● **Consigne**: Recopiez sans rien changer le passage de l'extrait sur le journalisme européen qui va de "Idées Construire une" à "au niveau national.".

Idées Construire une sphère publique européenne

Pas de démocratie européenne sans journalisme européen

L’Union européenne ne sera jamais une démocratie fonctionnelle sans la sphère publique correspondante. Selon l’anthropologue et auteur Joris Luyendijk, le journalisme d’investigation a un rôle important à jouer pour responsabiliser les institutions, actions et dirigeants européens, comme il le fait déjà au niveau national.

Publié le 7 août 2020 à 13:57

En ces temps perturbés, propices à la confusion et au cynisme, peu de métiers et d’institutions inspirent encore le respect et la confiance au grand public. En grande partie grâce à Hollywood, les journalistes d’investigation sont toujours considérés comme les “gentils”. Il y a un Loup de Wall Street, mais pas de Fleet Street [le quartier historique londonien de la presse]. La réputation est un atout asymétrique : des efforts considérables sont nécessaires pour s’en forger une, mais elle peut être mise à mal en un instant. Comme on dit aux Pays-Bas : “la confiance vient à pied mais s’en va à cheval”.

C’est avec une certaine hésitation et même réticence que je vous pose alors la question suivante : les journalistes d’investigation risquent-ils de devenir les idiots utiles des démagogues et des partis contestataires des pays d’Europe de l’Ouest, alors que ces derniers lancent leur attaque grandeur nature contre la démocratie représentative ?

● **Enregistrements**:

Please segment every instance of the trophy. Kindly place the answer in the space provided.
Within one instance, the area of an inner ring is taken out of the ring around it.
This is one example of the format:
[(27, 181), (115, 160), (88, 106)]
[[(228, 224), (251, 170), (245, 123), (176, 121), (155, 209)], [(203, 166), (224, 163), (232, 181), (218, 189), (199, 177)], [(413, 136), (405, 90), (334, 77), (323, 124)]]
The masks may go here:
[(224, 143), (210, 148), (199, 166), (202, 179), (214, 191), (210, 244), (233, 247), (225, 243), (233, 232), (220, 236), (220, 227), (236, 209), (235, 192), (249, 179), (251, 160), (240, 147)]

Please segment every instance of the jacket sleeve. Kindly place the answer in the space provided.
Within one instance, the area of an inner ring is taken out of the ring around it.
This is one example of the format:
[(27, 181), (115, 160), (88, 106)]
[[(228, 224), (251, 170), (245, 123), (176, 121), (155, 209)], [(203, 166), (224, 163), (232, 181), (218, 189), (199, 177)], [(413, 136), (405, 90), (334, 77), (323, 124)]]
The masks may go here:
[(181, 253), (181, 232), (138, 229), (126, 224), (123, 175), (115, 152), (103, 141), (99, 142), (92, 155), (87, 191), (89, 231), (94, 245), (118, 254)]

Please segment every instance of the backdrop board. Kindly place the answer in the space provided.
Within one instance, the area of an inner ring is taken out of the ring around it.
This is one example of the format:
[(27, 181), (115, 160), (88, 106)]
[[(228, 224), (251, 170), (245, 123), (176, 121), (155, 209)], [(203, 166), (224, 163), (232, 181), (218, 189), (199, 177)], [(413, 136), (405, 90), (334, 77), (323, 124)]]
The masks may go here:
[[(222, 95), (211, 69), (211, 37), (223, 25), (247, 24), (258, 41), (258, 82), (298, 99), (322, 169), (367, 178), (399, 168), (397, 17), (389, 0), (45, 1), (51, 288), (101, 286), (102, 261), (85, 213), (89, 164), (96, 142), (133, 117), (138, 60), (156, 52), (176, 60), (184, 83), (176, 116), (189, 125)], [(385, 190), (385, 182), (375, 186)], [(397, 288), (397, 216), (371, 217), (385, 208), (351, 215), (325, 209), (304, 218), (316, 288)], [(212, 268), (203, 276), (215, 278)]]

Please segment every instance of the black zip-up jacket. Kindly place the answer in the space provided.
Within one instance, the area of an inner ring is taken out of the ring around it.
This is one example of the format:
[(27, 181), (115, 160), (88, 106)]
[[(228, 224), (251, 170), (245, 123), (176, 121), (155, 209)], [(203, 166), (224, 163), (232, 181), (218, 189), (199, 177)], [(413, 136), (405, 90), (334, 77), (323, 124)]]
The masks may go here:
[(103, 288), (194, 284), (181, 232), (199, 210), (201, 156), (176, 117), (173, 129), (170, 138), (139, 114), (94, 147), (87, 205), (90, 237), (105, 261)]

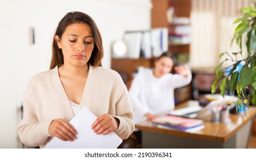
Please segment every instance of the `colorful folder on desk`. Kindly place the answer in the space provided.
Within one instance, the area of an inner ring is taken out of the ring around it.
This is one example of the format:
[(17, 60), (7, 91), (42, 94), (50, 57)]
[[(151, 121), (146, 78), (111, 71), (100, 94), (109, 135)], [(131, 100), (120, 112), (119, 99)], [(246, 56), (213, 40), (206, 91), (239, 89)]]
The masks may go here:
[(155, 118), (152, 123), (186, 131), (195, 131), (204, 127), (202, 120), (185, 118), (171, 115)]

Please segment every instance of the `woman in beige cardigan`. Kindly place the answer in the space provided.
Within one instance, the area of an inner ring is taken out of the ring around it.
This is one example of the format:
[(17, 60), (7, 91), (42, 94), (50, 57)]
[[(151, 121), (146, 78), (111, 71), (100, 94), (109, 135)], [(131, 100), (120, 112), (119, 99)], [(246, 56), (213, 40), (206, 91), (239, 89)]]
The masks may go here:
[(33, 76), (24, 93), (23, 118), (18, 126), (23, 143), (43, 147), (53, 137), (74, 141), (77, 132), (69, 122), (82, 106), (98, 117), (91, 124), (95, 134), (130, 135), (134, 125), (128, 91), (117, 72), (101, 67), (103, 55), (93, 19), (68, 13), (56, 30), (50, 70)]

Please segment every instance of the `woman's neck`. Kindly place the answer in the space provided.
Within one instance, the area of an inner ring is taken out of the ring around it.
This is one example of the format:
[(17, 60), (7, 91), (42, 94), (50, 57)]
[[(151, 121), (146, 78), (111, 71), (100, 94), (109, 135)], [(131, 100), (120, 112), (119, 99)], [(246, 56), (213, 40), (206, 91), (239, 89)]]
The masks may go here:
[(81, 67), (62, 65), (59, 67), (59, 74), (60, 77), (87, 77), (89, 70), (89, 66)]

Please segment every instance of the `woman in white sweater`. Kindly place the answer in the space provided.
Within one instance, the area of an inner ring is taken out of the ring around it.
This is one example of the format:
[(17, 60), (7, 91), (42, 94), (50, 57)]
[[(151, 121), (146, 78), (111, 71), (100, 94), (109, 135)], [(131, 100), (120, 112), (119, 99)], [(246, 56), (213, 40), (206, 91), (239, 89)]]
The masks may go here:
[(175, 67), (178, 74), (170, 73), (174, 65), (170, 53), (163, 53), (154, 65), (153, 69), (139, 67), (129, 89), (134, 123), (151, 121), (173, 110), (174, 89), (191, 82), (191, 73), (186, 66)]
[(23, 143), (43, 147), (53, 137), (74, 141), (78, 133), (69, 122), (82, 106), (98, 117), (91, 124), (95, 134), (130, 135), (134, 125), (129, 93), (117, 72), (101, 67), (103, 55), (93, 19), (68, 13), (53, 39), (50, 70), (33, 76), (24, 93), (23, 118), (18, 126)]

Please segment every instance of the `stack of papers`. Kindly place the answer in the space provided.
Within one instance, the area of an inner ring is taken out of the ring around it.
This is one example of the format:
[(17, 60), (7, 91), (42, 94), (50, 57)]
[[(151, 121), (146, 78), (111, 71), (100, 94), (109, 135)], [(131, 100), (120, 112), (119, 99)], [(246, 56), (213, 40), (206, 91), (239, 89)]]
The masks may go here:
[(171, 115), (158, 117), (152, 122), (155, 125), (189, 132), (195, 131), (204, 127), (202, 120), (185, 118)]

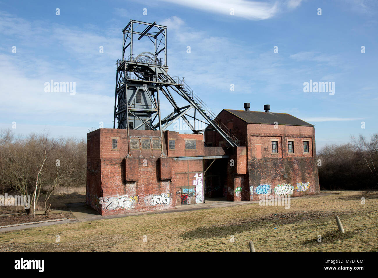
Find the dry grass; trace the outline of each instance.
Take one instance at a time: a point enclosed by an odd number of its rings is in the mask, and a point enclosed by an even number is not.
[[[377,251],[376,193],[337,193],[292,199],[290,209],[250,204],[3,233],[0,250],[248,252],[252,240],[257,252]],[[335,215],[340,216],[344,235],[337,231]],[[307,242],[319,235],[322,242]]]

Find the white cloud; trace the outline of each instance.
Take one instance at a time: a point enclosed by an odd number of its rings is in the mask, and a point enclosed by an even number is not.
[[[289,0],[287,2],[287,6],[291,9],[296,8],[301,5],[302,0]]]
[[[258,2],[246,0],[161,0],[166,2],[185,6],[206,12],[232,16],[231,9],[234,16],[251,20],[267,19],[274,16],[278,11],[277,2]]]

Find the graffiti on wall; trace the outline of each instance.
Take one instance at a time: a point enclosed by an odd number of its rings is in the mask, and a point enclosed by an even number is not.
[[[195,179],[193,181],[193,185],[195,185],[195,203],[201,203],[203,202],[202,173],[196,173],[193,177],[195,178]]]
[[[195,188],[183,188],[183,193],[194,193],[195,192]]]
[[[242,193],[242,188],[240,186],[235,188],[235,194],[237,197],[240,197],[240,194]]]
[[[188,193],[187,194],[183,194],[181,195],[181,204],[190,205],[194,202],[195,198],[194,193]]]
[[[170,203],[170,193],[163,193],[160,195],[148,195],[143,198],[144,203],[151,207],[156,205],[169,205]]]
[[[257,194],[268,194],[270,193],[270,183],[260,184],[256,188],[256,193]]]
[[[291,184],[283,183],[274,188],[274,194],[279,196],[288,196],[293,194],[294,186]]]
[[[114,210],[118,208],[122,208],[126,210],[132,208],[135,203],[137,203],[139,200],[139,195],[129,196],[128,195],[120,197],[111,197],[106,200],[103,197],[100,198],[100,204],[102,208],[108,210]]]
[[[309,184],[309,182],[297,182],[295,189],[298,191],[307,191],[308,189]]]
[[[176,204],[181,204],[181,191],[177,190],[176,191]]]

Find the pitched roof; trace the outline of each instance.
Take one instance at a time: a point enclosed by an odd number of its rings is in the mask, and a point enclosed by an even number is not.
[[[231,113],[249,124],[274,124],[274,122],[277,122],[278,124],[314,126],[313,124],[287,113],[266,113],[260,111],[231,110],[228,109],[224,109],[223,110]]]

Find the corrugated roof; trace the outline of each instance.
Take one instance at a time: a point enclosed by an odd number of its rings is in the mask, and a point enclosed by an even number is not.
[[[313,124],[287,113],[267,113],[260,111],[231,110],[228,109],[225,109],[223,110],[235,115],[249,124],[274,124],[274,122],[277,122],[278,124],[314,126]]]

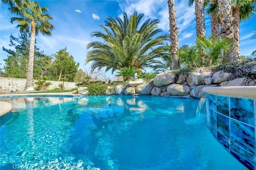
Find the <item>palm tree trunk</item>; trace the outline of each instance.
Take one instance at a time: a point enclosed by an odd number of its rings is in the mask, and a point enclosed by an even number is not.
[[[204,0],[196,0],[195,1],[195,9],[196,14],[196,22],[197,37],[205,36],[205,28],[204,24]],[[204,55],[202,49],[198,49],[200,55],[200,65],[204,63]]]
[[[171,55],[172,56],[172,69],[180,68],[180,65],[177,54],[179,50],[179,41],[176,22],[176,13],[174,0],[168,0],[169,7],[169,19],[170,20],[170,37],[171,40]]]
[[[216,2],[216,0],[210,0],[211,4]],[[211,14],[211,24],[212,26],[212,35],[214,35],[214,38],[219,38],[219,20],[218,14],[212,12]]]
[[[234,51],[236,56],[237,61],[241,61],[240,55],[240,41],[239,40],[239,27],[240,27],[240,7],[233,8],[232,16],[234,18],[232,26],[234,29]]]
[[[61,69],[60,70],[60,75],[59,75],[59,79],[58,80],[58,81],[59,81],[60,80],[60,78],[61,78],[61,74],[62,73],[62,69]]]
[[[234,39],[234,30],[232,25],[233,17],[231,0],[218,0],[219,5],[219,17],[221,27],[220,36]],[[223,63],[227,63],[237,59],[234,48],[228,53],[224,54]]]
[[[29,46],[29,57],[27,70],[27,81],[25,85],[25,91],[30,87],[30,91],[34,91],[34,63],[35,56],[35,43],[36,43],[36,22],[31,21],[30,45]]]

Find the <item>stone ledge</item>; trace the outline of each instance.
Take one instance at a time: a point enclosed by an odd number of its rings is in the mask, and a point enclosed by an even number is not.
[[[202,90],[214,95],[256,99],[256,86],[207,87]]]
[[[9,113],[12,109],[12,105],[8,102],[0,101],[0,117]]]

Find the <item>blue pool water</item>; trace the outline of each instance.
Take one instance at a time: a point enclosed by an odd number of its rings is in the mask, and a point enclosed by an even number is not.
[[[246,169],[210,134],[205,113],[196,116],[199,100],[0,100],[14,106],[12,119],[0,129],[1,170]]]

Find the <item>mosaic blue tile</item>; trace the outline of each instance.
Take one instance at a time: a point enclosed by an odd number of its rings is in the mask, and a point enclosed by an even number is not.
[[[227,96],[216,96],[217,112],[229,116],[229,97]]]
[[[230,97],[230,102],[231,117],[255,126],[253,100]]]
[[[207,115],[209,117],[209,123],[212,126],[214,127],[215,129],[217,129],[216,112],[207,108]]]
[[[213,126],[210,125],[208,126],[208,127],[210,130],[211,133],[212,134],[213,136],[215,138],[217,138],[217,131],[216,130],[216,129],[214,128],[214,127],[213,127]]]
[[[217,131],[217,139],[218,141],[224,147],[226,150],[228,150],[229,148],[229,144],[228,143],[229,138],[225,136]]]
[[[233,142],[230,142],[230,153],[249,169],[254,169],[254,155],[241,148]]]
[[[216,111],[216,96],[206,93],[206,107],[212,110]]]
[[[230,140],[252,154],[255,154],[255,128],[230,119]]]
[[[229,118],[217,113],[217,130],[229,138]]]

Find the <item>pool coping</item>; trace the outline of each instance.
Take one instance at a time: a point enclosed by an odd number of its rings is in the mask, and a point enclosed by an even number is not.
[[[147,95],[125,95],[126,96],[147,96]],[[83,96],[87,96],[87,95],[82,95],[80,94],[70,94],[70,92],[64,93],[18,93],[18,94],[8,94],[4,95],[0,95],[0,99],[5,99],[13,97],[82,97]],[[199,100],[200,99],[194,98],[193,97],[179,97],[176,96],[154,96],[156,97],[162,97],[166,98],[173,98],[184,99],[190,99],[194,100]],[[6,102],[0,101],[0,103],[4,102],[6,103],[1,104],[0,105],[0,117],[1,119],[3,119],[7,113],[9,113],[12,109],[12,105],[10,103]]]
[[[202,90],[214,95],[256,99],[256,86],[207,87]]]
[[[2,119],[12,109],[12,105],[8,102],[0,101],[0,117]]]

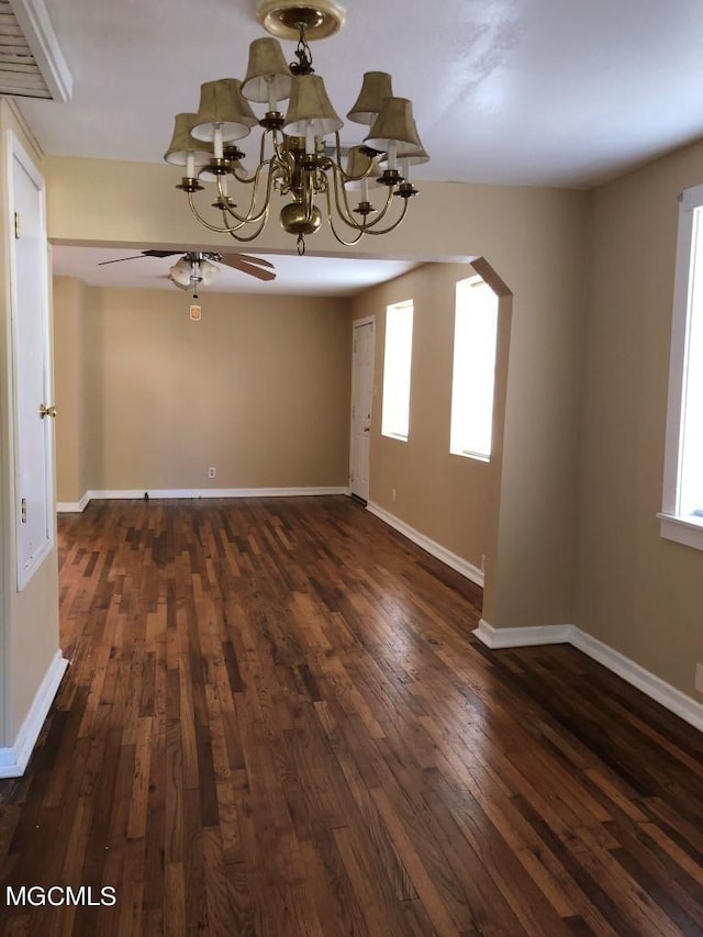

● **Tâche accomplie**:
Idées Construire une sphère publique européenne

Pas de démocratie européenne sans journalisme européen

L’Union européenne ne sera jamais une démocratie fonctionnelle sans la sphère publique correspondante. Selon l’anthropologue et auteur Joris Luyendijk, le journalisme d’investigation a un rôle important à jouer pour responsabiliser les institutions, actions et dirigeants européens, comme il le fait déjà au niveau national.